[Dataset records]
=====

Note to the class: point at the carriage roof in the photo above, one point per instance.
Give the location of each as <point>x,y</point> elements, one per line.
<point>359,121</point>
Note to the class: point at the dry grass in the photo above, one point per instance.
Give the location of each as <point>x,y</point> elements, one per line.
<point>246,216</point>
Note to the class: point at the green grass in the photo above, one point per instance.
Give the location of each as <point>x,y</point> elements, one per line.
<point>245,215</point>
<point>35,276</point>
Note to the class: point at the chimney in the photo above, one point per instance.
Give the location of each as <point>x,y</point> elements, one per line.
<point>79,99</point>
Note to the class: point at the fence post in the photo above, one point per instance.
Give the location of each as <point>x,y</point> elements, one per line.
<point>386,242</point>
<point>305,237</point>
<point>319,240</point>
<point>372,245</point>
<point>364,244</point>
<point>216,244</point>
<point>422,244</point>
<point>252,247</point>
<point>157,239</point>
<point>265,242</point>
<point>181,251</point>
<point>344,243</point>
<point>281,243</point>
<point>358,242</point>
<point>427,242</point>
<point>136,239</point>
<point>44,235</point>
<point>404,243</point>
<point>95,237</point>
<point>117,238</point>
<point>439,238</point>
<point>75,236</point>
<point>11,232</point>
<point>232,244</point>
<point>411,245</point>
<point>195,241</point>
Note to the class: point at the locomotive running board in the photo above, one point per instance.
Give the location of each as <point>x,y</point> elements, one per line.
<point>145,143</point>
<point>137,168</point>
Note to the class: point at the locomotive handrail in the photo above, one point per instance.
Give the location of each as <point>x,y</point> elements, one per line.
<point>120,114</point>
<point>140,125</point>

=====

Repeat the material from its first line through the line containing "<point>79,99</point>", with both ends included.

Note to the class: point at the carriage roof in the photo above, one point per instance.
Give the location of each as <point>x,y</point> elements, one per line.
<point>359,121</point>
Note to the class: point at the dry grass in the photo above, one point per instance.
Give the location of each as <point>x,y</point> elements, one per line.
<point>246,216</point>
Note to the class: point at the green grass in the photo above, one point per instance.
Give the location of each as <point>x,y</point> elements, one per line.
<point>245,215</point>
<point>35,276</point>
Note to the class: point at the chimney in the photo above, one point per instance.
Give the location of each as <point>x,y</point> elements, one per line.
<point>79,99</point>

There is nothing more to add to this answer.